╭─ Records for this exercise

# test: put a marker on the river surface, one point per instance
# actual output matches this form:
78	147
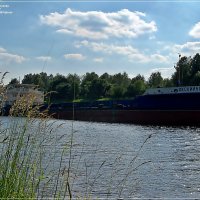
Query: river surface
127	161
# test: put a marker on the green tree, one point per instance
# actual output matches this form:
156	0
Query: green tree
138	87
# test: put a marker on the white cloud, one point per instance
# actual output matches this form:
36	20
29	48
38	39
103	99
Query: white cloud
98	60
187	49
166	72
195	31
9	57
44	58
100	25
133	54
74	56
159	58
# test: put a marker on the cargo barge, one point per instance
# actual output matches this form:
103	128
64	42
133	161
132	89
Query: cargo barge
158	106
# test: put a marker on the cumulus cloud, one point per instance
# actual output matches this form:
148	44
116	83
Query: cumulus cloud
195	31
166	72
98	60
74	56
133	54
44	58
187	49
100	25
9	57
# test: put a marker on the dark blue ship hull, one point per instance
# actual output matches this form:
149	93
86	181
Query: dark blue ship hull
166	109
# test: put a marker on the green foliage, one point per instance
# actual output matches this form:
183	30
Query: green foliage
155	80
93	86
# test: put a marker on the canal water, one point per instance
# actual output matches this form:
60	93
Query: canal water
112	161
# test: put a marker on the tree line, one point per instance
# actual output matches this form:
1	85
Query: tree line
92	86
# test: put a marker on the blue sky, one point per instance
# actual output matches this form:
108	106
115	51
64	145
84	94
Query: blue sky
78	37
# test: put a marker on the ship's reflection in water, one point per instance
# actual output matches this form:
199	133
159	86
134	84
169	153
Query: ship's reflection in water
120	160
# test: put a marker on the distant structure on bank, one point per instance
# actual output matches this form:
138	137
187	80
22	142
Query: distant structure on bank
28	92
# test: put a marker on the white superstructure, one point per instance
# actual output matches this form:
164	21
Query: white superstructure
173	90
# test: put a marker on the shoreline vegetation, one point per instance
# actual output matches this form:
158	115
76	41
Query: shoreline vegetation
91	86
34	166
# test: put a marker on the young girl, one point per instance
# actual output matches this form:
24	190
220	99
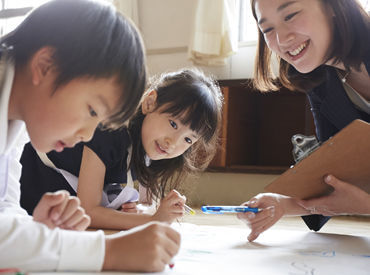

╰─

**What the exercise asks:** Update all of the records by changing "put a marker on" to "place a marker on" everywhere it appears, keeping every other line the same. Leave the pictures out of your answer.

**Complete response:**
# test: place a marker on the river surface, one point per instance
# actual output matches this form:
78	147
Query: river surface
127	161
# test: place a marker on the green tree, one point per instance
# actual output matches this form:
156	0
Query: green tree
138	87
# test: place a marker on the white cloud, one point per instance
# actual output matches this form:
36	20
29	48
38	39
103	99
Query: white cloud
98	60
187	49
166	72
195	31
9	57
44	58
100	25
133	54
74	56
159	58
# test: place a marker on the cargo barge, one point per instance
# actual output matches this form:
103	128
64	42
133	161
132	89
Query: cargo barge
158	106
# test: place a marker on the cumulus cloud, one point per instance
# actual output matches this form:
148	44
116	83
Query: cumulus cloud
195	31
166	72
98	60
74	56
133	54
44	58
187	49
100	25
9	57
# test: place a marker on the dark blue ship hull, one point per instance
# actual output matches this form:
149	93
86	181
Query: dark blue ship hull
166	109
# test: place a marker on the green foliage, one point per instance
# actual output matches this form:
183	30
Query: green foliage
155	80
93	86
# test: place a marker on the canal water, one point per instance
# actual output matches this form:
60	93
Query: canal water
112	161
# test: place a marker on the tree line, one point per instance
# actual output matches this form:
1	85
Query: tree line
92	86
# test: place a marker on the blue sky, one point per instance
# actual output matches this form:
108	106
115	51
64	145
84	94
Query: blue sky
78	37
# test: place a marker on the ship's reflection in water, one point per instance
# actual output matches this form:
199	133
159	86
134	84
169	153
Query: ship's reflection in water
120	160
# test: place a marker on the distant structure on bank, one point per instance
# actual output matches this form:
138	137
187	80
22	142
Query: distant structure on bank
28	92
# test: place a marker on the white superstructure, one point per instance
# actual output matches this form:
164	21
Query: white superstructure
173	90
# test: place a marker on the shoreline vegetation, one point per instance
# actual output matches this form:
158	115
76	41
Query: shoreline vegetation
91	86
34	166
# test: place a marker on the young girl, one point per instance
# actual output matches this form:
24	190
220	99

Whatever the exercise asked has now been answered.